**REQUIREMENTS:**
1. Copy the Kharkiv Ecopark article word for word, from "The information was" up to and including "feed the animals.".
2. Write the next part of the news piece about the Kharkiv Ecopark volunteers, picking up after its final sentence.

**PASSAGE GIVEN:**
────────────────

Some of the enclosures in Kharkiv were also damaged. Image credits: Feldman Ecopark.

A 48-year-old driver and a 27-year-old engineer were feeding the animals when the bombing started and couldn’t make it back to shelter in time. The two were volunteers. The announcement was made by Oleksandr Feldman, the owner of the Ecopark, on his personal Facebook.

“Yesterday, there was a tragedy in our Ecopark. Two people who managed to get into the park’s territory to feed the animals (it is needed at least once every three days) were killed. They died under mortar and machine gun fire,” Feldman said.

Just four days earlier, he had issued a desperate call for help with feeding the animals at the Ecopark.

“A large number of animals remain in our Ecopark, which is located on the outskirts of the city and has been severely damaged by shelling. Only some of the animals were evacuated or temporarily placed in people’s homes.”

“Many employees of the Ecopark have left [the city] or cannot reach the park. The remaining staff are making a heroic effort to feed and care for all the animals, but their efforts are no longer enough. Therefore, we need volunteers who can get to the Ecopark and spend 1-2 hours there feeding the animals,” the statement said.

The information was also confirmed to the BBC by a worker at Kharkiv Zoo (called Feldman Ecopark). The worker by the name of Marine also described the “surreal” risks the workers take to feed the animals.

“It feels like some children’s game: the first challenge is to make it to the bus, then to look from behind the bushes, to move behind the bus, to see if it’s safe to drive,” she told the BBC.

────────────────

**RECORDS SHOWN:**
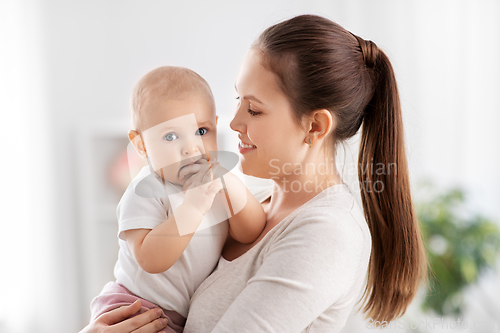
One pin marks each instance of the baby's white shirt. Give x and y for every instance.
(172, 289)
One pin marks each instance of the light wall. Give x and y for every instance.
(67, 70)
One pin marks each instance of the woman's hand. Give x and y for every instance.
(115, 321)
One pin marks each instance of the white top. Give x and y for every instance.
(147, 203)
(305, 275)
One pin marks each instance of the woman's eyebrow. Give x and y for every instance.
(252, 97)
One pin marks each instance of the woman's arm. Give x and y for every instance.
(115, 321)
(309, 267)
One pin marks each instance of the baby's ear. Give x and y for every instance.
(136, 140)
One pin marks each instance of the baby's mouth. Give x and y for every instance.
(187, 171)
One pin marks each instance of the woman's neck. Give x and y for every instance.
(292, 191)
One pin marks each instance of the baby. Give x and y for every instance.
(175, 215)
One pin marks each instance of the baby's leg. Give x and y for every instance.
(114, 295)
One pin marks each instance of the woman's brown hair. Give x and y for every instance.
(320, 65)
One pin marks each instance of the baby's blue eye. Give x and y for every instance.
(170, 137)
(201, 131)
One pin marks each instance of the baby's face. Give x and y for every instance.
(180, 133)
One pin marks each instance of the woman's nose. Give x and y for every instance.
(237, 123)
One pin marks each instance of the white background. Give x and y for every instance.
(66, 72)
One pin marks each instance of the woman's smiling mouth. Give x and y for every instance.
(245, 147)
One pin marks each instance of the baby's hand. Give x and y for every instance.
(201, 189)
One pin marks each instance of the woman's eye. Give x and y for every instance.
(170, 137)
(253, 113)
(201, 131)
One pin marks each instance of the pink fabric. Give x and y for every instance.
(114, 295)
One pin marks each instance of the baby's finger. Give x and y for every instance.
(153, 327)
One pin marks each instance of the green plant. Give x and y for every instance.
(460, 247)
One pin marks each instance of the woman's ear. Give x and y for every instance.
(319, 124)
(136, 140)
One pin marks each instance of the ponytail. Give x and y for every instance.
(398, 260)
(320, 65)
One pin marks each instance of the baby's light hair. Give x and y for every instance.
(168, 82)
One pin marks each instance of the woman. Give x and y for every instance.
(307, 85)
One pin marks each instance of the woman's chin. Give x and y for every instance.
(253, 170)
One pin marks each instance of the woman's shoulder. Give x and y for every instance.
(334, 213)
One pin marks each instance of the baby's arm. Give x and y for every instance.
(156, 250)
(248, 218)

────────────────

**ANSWERS FOR THE TASKS:**
1.
The information was also confirmed to the BBC by a worker at Kharkiv Zoo (called Feldman Ecopark). The worker by the name of Marine also described the “surreal” risks the workers take to feed the animals.

2.
Over 5,0000 animals live in Feldman Ecopark, including turtles, parrots, capybara, kangaroos, and wolves. For now, there is still some food for them, but with supplies chains completely broken up, it’s unclear how much more they can last — or who will feed them. Still, the employees sense a glimmer of hope, and note that even in this dreadful time, one baby porcupine was miraculously born in the ecopark.

A map of bombings in and around Feldman Eco Park (top right part of the image), posted on the park’s Instagram page.

Unconfirmed reports are also coming in of zoo animals being killed by bombing, and the social media pages from Feldman Ecopark are still desperately asking for help.

“This is a nightmare that we simply could not imagine, and now it is a reality.”

“But we don’t give up. We are trying to find “windows” in the shelling in order to get into the territory of the Ecopark and feed the animals. We’re trying to take out everyone we can. Thanks to all our many friends who help physically, morally, financially. For us it is very important. We are fighting and will continue to fight for every life.”

Zoos and animal shelters are in big trouble

The centers in Kyiv and Kharkiv are the two largest and most well-funded in the country. It’s hard to imagine what goes on in the other centers across the country. We couldn’t find out what the situation was at the small Zoo in Mariupol, where there is no electricity or running water for days, and residents are forced to melt snow to avoid dehydration. We’re not sure what’s going on in Mykolaiv, a city where Russian and Ukrainian forces are still battling for control, and where cluster bombs have become a regularity. It’s hard to imagine a rosy situation at any of the dozens of zoos and animal centers across Ukraine.

It’s not just wild animals, either. In the Horlivka Shelter for stray dogs, at least 24 dogs were killed by the bombing. The PIF center, in Donetsk, eastern Ukraine, was extensively damaged by the Russian military, with many dogs and cats killed and trapped under the rubble. In the Borodianka area around Kyiv, over 450 dogs were left without food and water for over a week in the municipal animal shelter. Their fate is unclear at the moment.

Still, some of Ukraine’s carers are braving the hell around them and are trying to do what they can for the animals.

Ivan Rybchenko, 33, is one of the keepers who has chosen to help the zoo rather than join the fighting.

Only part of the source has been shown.